→ DATA EXTRACT:
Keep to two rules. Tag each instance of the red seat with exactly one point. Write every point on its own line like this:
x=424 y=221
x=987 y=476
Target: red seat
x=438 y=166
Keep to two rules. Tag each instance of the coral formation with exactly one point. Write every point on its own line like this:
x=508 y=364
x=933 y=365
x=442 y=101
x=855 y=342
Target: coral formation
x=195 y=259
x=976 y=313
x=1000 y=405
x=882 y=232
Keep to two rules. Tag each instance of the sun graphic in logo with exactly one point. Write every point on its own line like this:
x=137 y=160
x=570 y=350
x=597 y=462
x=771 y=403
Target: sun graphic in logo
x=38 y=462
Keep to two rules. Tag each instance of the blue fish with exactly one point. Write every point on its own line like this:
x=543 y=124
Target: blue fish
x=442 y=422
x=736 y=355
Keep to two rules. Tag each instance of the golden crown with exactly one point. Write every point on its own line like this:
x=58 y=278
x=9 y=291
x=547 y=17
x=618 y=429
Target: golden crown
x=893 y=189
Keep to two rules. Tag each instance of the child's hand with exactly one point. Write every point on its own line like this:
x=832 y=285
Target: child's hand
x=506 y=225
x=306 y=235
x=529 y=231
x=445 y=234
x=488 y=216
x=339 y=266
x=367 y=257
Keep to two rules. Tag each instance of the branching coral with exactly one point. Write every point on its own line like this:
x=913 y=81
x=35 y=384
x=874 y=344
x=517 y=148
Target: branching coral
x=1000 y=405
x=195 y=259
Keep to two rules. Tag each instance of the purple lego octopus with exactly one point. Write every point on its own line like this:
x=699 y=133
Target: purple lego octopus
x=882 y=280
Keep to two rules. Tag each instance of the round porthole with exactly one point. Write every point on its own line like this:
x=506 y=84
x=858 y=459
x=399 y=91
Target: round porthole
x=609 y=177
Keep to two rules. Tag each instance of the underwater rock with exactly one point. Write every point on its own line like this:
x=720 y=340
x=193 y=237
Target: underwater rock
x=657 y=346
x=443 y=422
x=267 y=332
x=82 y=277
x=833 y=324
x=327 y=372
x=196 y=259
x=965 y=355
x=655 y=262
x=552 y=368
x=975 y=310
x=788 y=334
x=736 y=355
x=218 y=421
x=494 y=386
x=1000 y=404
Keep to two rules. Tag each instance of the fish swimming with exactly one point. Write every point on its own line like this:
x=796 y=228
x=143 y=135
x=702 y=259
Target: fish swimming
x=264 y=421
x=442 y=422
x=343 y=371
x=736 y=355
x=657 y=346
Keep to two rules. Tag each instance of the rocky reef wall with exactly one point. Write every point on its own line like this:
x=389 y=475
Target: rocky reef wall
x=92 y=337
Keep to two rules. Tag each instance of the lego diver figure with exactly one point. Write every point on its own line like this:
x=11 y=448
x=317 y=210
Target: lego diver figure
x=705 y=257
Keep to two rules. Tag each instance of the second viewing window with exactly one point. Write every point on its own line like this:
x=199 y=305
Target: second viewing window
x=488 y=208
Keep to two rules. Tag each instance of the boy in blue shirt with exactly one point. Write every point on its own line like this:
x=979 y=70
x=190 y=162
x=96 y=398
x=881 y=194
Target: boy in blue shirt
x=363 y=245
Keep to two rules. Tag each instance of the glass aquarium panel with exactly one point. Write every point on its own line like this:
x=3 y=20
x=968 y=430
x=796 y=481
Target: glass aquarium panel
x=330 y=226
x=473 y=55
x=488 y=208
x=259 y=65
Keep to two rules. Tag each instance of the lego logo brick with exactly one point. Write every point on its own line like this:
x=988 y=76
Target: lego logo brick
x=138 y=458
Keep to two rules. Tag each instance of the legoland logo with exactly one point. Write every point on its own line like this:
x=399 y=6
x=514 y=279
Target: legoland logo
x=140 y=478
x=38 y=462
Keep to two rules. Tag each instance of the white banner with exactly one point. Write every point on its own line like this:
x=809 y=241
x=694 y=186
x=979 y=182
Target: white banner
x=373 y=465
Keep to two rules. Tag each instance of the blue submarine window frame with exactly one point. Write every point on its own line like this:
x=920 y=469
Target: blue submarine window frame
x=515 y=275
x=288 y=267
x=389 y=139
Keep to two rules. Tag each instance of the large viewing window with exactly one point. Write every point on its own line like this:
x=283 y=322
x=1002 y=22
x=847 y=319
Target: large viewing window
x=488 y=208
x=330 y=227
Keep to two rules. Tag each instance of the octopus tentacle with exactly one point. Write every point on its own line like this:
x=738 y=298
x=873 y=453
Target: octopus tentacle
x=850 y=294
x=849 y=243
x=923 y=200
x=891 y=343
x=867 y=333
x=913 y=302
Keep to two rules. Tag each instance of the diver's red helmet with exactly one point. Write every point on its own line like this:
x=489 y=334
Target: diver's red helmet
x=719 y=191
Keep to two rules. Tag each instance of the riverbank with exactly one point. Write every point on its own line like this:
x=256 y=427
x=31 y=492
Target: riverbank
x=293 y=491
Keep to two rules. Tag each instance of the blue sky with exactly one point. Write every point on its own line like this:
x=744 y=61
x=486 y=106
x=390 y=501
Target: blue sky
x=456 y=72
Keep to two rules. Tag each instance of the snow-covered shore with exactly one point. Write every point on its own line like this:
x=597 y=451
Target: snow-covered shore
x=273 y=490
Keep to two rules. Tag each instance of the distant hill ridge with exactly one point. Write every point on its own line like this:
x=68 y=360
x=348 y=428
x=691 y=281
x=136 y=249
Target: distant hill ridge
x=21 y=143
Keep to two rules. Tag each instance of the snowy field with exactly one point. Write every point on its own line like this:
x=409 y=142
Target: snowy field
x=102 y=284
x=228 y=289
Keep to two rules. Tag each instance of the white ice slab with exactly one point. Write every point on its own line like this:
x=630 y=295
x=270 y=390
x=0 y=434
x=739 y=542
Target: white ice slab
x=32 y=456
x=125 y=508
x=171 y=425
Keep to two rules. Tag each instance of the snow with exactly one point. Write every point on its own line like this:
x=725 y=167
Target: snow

→ WHAT TO DO:
Copy out in full every line starting at the one containing "Keep to two rules. Tag each instance of the octopus" and ending at the one containing "x=293 y=491", raising each answer coordinate by 17 and leaving the sample points in the format guidance unchanged.

→ EXERCISE RESULT:
Keep to two rules. Tag each instance of the octopus tentacle with exactly one point. Write every point on its own line like this:
x=738 y=298
x=873 y=453
Target: octopus tentacle
x=867 y=311
x=866 y=260
x=940 y=217
x=908 y=360
x=884 y=350
x=930 y=319
Keep to two rules. Tag each instance of the diver's red helmet with exactly one point. Write every point on its own line like this:
x=489 y=334
Target: diver's red helmet
x=736 y=208
Keep to two rules. Tag each instance of the riverbank with exactly one point. Write every point on its own line like this:
x=256 y=427
x=31 y=492
Target: riverbank
x=310 y=508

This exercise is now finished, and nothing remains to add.